[DOCUMENT SEGMENT]:
I know for me, buying prints is actually a secondary thing to keeping the basic things needed to make our products in stock. Thread, hemp, microfleece.. and keeping my machines running all really take priority to spending time searching for prints.. not to mention that the more popular and attainable prints are affordable when you consider that sometimes stuff just sits in stock. Paying $10+ for an unusual print sounds so appealing, until I wonder how long something made from that will sit instock and if I will ever make a profit.. and that is just 1 print!
BUT... that kind of info is what WAHMs need to know.. I mean, if we know people are really starting to prefer organics, or really unusual prints, or engraved snap caps... then we know where to invest when we buy supplies.


----------



## PatchyMama (Dec 6, 2002)

Quote:

Good point! I wonder why more WAHMs dont' make it a huge priority to FIND cute prints out there that people aren't super tired of? (FORGIVE ME if I have no idea how hard it is to do so-I'm sorry I know nothing of buying fabric!) I know I went overboard going nuts on some yummy Baby Bloomrs stuff (outfit, diaper, AIO, etc...) because a) her quality is top notch and b) the print totally got my juices going--a super cute coffee themed print I had never seen before and really liked. I'm sure I would buy more diapers if the prints jumped out and 'spoke' to me like that, but anymore I just opt for plain ivory or some hand dyes (or dip dyes) because there aren't prints out there in WAHM-diaperland that I like very much anymore.

[PROMPT 1]: In the diaper-print thread, what does the first writer put ahead of spending time searching for prints?
[PROMPT 2]: Please carry on the diaper-print thread from the point where it stops.

[ENTRIES SUPPLIED]:
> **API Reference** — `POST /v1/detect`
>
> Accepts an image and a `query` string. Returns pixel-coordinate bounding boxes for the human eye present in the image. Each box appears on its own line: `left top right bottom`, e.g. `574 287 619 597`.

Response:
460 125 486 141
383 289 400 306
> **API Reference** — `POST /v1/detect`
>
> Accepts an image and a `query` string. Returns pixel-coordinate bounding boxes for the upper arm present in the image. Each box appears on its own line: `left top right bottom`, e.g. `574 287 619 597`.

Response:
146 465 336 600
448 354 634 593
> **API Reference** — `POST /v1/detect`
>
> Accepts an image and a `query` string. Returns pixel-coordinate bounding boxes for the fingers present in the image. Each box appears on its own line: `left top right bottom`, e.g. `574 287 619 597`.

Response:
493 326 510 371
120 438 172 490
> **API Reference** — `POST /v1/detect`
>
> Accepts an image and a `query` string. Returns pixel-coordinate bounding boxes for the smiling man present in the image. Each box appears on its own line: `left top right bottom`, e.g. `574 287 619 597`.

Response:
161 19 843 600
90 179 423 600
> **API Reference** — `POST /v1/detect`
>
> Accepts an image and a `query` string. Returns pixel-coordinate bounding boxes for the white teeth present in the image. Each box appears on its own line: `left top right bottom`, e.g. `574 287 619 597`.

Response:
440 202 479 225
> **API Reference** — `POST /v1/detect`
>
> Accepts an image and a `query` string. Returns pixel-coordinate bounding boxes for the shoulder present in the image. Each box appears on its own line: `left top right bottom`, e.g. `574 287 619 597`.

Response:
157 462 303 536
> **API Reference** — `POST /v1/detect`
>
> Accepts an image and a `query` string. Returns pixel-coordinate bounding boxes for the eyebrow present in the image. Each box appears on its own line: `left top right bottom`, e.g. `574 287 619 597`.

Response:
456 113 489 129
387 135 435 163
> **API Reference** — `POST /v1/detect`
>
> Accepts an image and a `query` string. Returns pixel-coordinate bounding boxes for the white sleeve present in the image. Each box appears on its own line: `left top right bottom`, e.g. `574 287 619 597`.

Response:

[WRITTEN REPLY 1]: Keeping thread, hemp, and microfleece in stock and keeping the machines running.

[WRITTEN REPLY 2]:
I think thats exactly why more WAHMS have opened up to doing woven prints... they arent hard to find and are really really beautiful when it comes to colors/designs, etc. The same cant be said for knit prints unfortunately. So those are the ones you will see over and over again. Knit prints used to be easy to get because the big clothing companies (osh kosh, carters, etc) would sell off their excess to fabric stores/jobbers and in turn WAHMS could find them and buy them. But now most of the major clothing companies have taken their production overseas... leaving there no remnants/extras for people to buy here in the states. I'm sure there are mills that make knits here for resale but they are hard to find.... or expensive to have it milled yourself (and often times upweards of 500yds minimums ). The ones that are accessible are the ones that provide the prints to most of the diaper fabric stores and a lot of wahms.... but thats why you see them over and over again... they are the only ones that are accessible. Thats why PRR got big so fast among wahms... it was affordable, and easily attainable for the most part. But each year it seems the supply for knit prints is smaller and smaller.... you can't just go down the street and buy new prints no one has seen, kwim? Joanns does carry some cute knit prints now... but then again, you have every WAHM and their mom who buys them, LOL.

OVerall I would say to get the really unique prints... ya gotta go with a woven fabric.


----------



## gardenmom (Apr 9, 2003)

I just asked dh about internet traffic (he works for an internet traffic management company that 'counts clicks' for a living). He said traffic is way down, it's seasonal, and he felt it was quite comparable to last year at this time--down across the board in just about every business category.

Both our home-based businesses (non-diaper) are way down, and I recall it being the same last year at this time. Then it picks up after everybody gets their kids into school and settled, and drops off again somewhere around 2 weeks after Thanksgiving, when people figure they can't get mail order delivered in time for the holidays...

Of course, I agree with ALL of the reasons posted above...it's a little bit of everything, the economy, too much debt, not enough fabric choices, and much more, but I thought you'd all be interested in the overall picture of internet traffic...


----------



## Book Addict Jen (Mar 1, 2004)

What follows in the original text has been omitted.